§ SOURCE TEXT
▬▬▬▬▬▬

Alec Jacobs, Staff Writer
Ideology: Conservative | Writing from: Washington, DC

In recent weeks, as usual, liberals haven’t stopped whining. This week: that Republicans don’t want health care reform (not true), that Republicans don’t have any ideas about how to reform the health care system that they don’t want to reform in the first place (not true), and that Republicans are using scare tactics to prevent any kind of health care reform from reaching President Obama’s desk (not true).

I would dare any commenter or fellow writer on The Politicizer to find any kind of proof of a prominent Republican saying that our health care system is perfectly fine and doesn’t need any reform. Sure, most people are happy with their health care as it is now; but the Republicans not only believe reform is needed, but contrary to popular/liberal belief, they have proposed solutions. If liberals had bothered to maybe check the facts before making outlandish statements like “the Republican health care plan is this: Die quickly!” (thanks, Alan Grayson!), maybe they would find that Republicans have proposed real and feasible solutions that don’t involve handing over another industry to the government.

The Republican Study Committee has put forth H.R. 3400, The Empowering Patients First Act, which has six key tenets:

1)      Allow individuals to shop for insurance across state lines (something that is currently illegal, leaving Americans a choice of only a handful of insurance companies from which to choose rather than the hundreds that operate across the country).

2)      Allow people to keep their insurance if they like it, and allow employers to offer an option to their employees allowing them to purchase a plan that they can keep even if they switch jobs or are laid off.

3)      Keep pre-tax benefits and allow employers to offer discounts for healthy habits by keeping intact existing health and wellness programs.

4)      Tort reform. While not all malpractice suits are frivolous, many of them are.

5)      Lower taxes. While this is always a good idea that the Democrats never like to entertain (why give the money people earn back to them when we can just spend it on preserving different species of mice, right Nancy Pelosi?), putting money back into the pockets of the American people would allow them to purchase affordable, quality health care.

6)      No abortions paid for with taxpayer money.

This is all relatively straightforward, and enacting this proposal would result in cheaper, better quality health insurance, to be bought in a free market, that would be affordable and effective.

And let’s quickly take a look at the idea that Republicans are using scare tactics, like invoking the term “death panels,” which may not be called death panels but essentially are.

▬▬▬▬▬▬

(Stored data entries)
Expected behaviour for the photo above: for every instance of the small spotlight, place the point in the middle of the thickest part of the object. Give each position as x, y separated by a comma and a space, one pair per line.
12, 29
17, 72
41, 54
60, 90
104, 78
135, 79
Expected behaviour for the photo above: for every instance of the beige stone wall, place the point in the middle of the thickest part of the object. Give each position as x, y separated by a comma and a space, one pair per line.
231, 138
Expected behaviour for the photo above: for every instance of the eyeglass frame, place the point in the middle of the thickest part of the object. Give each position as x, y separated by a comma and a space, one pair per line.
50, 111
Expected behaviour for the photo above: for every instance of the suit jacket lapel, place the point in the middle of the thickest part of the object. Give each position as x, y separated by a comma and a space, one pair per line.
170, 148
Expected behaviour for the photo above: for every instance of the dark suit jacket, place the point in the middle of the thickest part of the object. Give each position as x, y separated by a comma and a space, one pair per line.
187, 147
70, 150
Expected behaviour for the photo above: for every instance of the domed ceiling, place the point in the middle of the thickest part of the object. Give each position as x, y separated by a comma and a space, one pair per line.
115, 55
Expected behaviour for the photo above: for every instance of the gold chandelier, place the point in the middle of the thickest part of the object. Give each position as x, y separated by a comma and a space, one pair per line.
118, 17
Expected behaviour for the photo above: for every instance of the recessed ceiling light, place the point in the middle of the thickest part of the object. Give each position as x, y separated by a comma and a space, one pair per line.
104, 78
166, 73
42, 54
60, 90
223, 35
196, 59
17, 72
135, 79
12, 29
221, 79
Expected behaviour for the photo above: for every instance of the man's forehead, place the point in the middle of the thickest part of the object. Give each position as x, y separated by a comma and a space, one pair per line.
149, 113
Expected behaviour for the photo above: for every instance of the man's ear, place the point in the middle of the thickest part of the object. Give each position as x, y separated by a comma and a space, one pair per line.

▬▬▬▬▬▬

§ YOUR ASSIGNMENT
From the health care reform opinion piece, set down the passage starting with "And let’s quickly" and going on through "but essentially are.", word for word. These rows were taken from a separate source.

§ RESULT FOR THIS EXERCISE
And let’s quickly take a look at the idea that Republicans are using scare tactics, like invoking the term “death panels,” which may not be called death panels but essentially are.